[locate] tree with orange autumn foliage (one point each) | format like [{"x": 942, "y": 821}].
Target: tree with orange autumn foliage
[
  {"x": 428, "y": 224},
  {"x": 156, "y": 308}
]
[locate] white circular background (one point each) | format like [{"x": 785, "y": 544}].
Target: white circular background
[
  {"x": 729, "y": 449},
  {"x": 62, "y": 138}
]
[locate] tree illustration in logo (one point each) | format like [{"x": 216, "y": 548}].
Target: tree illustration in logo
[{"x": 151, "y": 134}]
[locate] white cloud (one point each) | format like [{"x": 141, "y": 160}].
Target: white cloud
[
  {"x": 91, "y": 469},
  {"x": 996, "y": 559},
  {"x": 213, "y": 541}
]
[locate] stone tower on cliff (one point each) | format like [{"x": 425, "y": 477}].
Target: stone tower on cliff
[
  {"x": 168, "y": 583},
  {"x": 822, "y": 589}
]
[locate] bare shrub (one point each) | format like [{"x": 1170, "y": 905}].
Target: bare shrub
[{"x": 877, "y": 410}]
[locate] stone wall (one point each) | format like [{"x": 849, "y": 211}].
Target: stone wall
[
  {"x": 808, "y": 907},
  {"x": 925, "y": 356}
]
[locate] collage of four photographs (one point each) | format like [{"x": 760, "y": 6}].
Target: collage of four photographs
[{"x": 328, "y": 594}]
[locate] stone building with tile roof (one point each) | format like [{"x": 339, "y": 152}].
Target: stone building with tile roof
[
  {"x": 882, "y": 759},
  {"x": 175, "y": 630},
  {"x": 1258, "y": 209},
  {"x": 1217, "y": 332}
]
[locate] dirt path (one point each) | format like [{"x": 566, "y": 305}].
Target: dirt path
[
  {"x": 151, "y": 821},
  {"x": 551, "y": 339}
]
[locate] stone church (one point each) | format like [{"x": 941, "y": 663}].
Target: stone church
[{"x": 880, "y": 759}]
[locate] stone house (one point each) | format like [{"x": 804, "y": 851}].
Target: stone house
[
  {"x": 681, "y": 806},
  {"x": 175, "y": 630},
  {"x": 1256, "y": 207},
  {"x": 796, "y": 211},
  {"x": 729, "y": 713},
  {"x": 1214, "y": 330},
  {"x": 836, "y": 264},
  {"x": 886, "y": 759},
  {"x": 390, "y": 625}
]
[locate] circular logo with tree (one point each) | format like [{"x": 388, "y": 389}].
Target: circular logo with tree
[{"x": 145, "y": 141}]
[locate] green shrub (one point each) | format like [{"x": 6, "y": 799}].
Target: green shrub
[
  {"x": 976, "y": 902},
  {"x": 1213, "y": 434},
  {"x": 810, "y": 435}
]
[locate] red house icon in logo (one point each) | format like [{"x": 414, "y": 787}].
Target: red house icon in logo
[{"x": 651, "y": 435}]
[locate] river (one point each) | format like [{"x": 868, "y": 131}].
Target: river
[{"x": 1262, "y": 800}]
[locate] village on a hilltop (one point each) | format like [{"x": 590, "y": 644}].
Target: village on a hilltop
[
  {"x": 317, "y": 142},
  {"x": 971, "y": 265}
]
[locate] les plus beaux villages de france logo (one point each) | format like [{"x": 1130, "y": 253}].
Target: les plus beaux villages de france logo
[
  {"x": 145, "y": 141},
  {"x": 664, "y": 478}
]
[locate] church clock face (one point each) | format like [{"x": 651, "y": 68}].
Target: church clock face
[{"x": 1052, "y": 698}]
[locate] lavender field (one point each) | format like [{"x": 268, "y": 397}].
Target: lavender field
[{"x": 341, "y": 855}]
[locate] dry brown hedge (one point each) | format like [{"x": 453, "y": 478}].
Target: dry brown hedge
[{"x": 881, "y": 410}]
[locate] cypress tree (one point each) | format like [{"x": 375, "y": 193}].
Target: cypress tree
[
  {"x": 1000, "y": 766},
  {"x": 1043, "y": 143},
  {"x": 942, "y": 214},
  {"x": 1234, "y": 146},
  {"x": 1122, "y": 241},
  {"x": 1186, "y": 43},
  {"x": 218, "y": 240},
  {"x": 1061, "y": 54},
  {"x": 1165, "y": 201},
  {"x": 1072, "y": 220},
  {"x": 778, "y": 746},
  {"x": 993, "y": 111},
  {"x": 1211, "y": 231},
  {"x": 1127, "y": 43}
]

════════

**TASK:**
Your response should consist of the whole listing, repeated exactly.

**RESPONSE TO THIS TASK:**
[locate] tree with orange autumn foliage (one point each) | format like [{"x": 942, "y": 821}].
Target: tree with orange autumn foliage
[
  {"x": 428, "y": 224},
  {"x": 156, "y": 308}
]
[locate] white circular background (one point each) | format like [{"x": 785, "y": 544}].
Target: white circular background
[
  {"x": 729, "y": 449},
  {"x": 62, "y": 138}
]
[locate] tree illustration in logo (one point each) | format like [{"x": 216, "y": 548}].
Target: tree illustration in logo
[{"x": 151, "y": 134}]
[locate] white cloud (one point each) | format like [{"x": 141, "y": 160}].
Target: white cloud
[
  {"x": 91, "y": 469},
  {"x": 996, "y": 559},
  {"x": 213, "y": 541}
]
[locate] stone tower on cliff (one point each) | format like [{"x": 425, "y": 477}].
Target: stone tower on cliff
[
  {"x": 168, "y": 583},
  {"x": 822, "y": 589}
]
[locate] bare shrub (one point each) | format like [{"x": 1170, "y": 905}].
Target: bare shrub
[{"x": 877, "y": 410}]
[locate] stone wall (one point each) | format like [{"x": 849, "y": 211}].
Target: stone wall
[
  {"x": 808, "y": 907},
  {"x": 925, "y": 356}
]
[locate] collage of four photographs (one point each) | format like [{"x": 760, "y": 6}].
Target: collage of four photographs
[{"x": 328, "y": 594}]
[locate] stone building with tile roof (one point each) | format like [{"x": 339, "y": 152}].
Target: stone building with tile roof
[
  {"x": 882, "y": 759},
  {"x": 175, "y": 630},
  {"x": 1258, "y": 209},
  {"x": 1217, "y": 332}
]
[locate] dirt path (one point each) | format like [{"x": 566, "y": 305}].
Target: dirt path
[
  {"x": 151, "y": 821},
  {"x": 551, "y": 339}
]
[locate] stone church (one point each) | format like [{"x": 941, "y": 663}].
Target: stone church
[{"x": 880, "y": 759}]
[locate] stone house (one point each) | format like [{"x": 804, "y": 851}].
Target: stone house
[
  {"x": 681, "y": 806},
  {"x": 175, "y": 630},
  {"x": 1256, "y": 207},
  {"x": 796, "y": 211},
  {"x": 729, "y": 713},
  {"x": 1214, "y": 330},
  {"x": 836, "y": 264},
  {"x": 886, "y": 759},
  {"x": 390, "y": 625}
]
[locate] circular logo with tree (one point each) | format like [{"x": 388, "y": 389}].
Target: circular logo with tree
[{"x": 145, "y": 141}]
[locate] green shrub (one point each) | format like [{"x": 6, "y": 799}].
Target: green shrub
[
  {"x": 976, "y": 902},
  {"x": 1213, "y": 434},
  {"x": 810, "y": 435}
]
[locate] red house icon in logo (one point each) | format like [{"x": 414, "y": 787}].
Target: red house icon in logo
[{"x": 651, "y": 435}]
[locate] river (one point each) | format like [{"x": 868, "y": 131}].
Target: river
[{"x": 1262, "y": 800}]
[locate] village on a hilltop (one point each) | format like [{"x": 590, "y": 644}].
Target: village on a hilltop
[
  {"x": 317, "y": 142},
  {"x": 971, "y": 265}
]
[locate] les plus beaux villages de france logo (one point each) | format like [{"x": 1130, "y": 253}].
Target: les plus beaux villages de france logo
[
  {"x": 145, "y": 141},
  {"x": 664, "y": 478}
]
[locate] church clock face (one point each) | format like [{"x": 651, "y": 68}].
Target: church clock face
[{"x": 1052, "y": 698}]
[locate] lavender field (one point each) | format like [{"x": 268, "y": 397}].
Target: lavender field
[{"x": 341, "y": 855}]
[locate] dry brown hedge (one point each) | format like [{"x": 453, "y": 478}].
Target: dry brown hedge
[{"x": 881, "y": 410}]
[locate] cypress tree (one point each) | format like [{"x": 375, "y": 193}].
Target: cypress tree
[
  {"x": 1000, "y": 766},
  {"x": 1043, "y": 143},
  {"x": 942, "y": 214},
  {"x": 1234, "y": 146},
  {"x": 1122, "y": 241},
  {"x": 1186, "y": 43},
  {"x": 218, "y": 240},
  {"x": 1061, "y": 54},
  {"x": 1165, "y": 201},
  {"x": 1072, "y": 220},
  {"x": 778, "y": 746},
  {"x": 993, "y": 111},
  {"x": 1211, "y": 231},
  {"x": 1127, "y": 43}
]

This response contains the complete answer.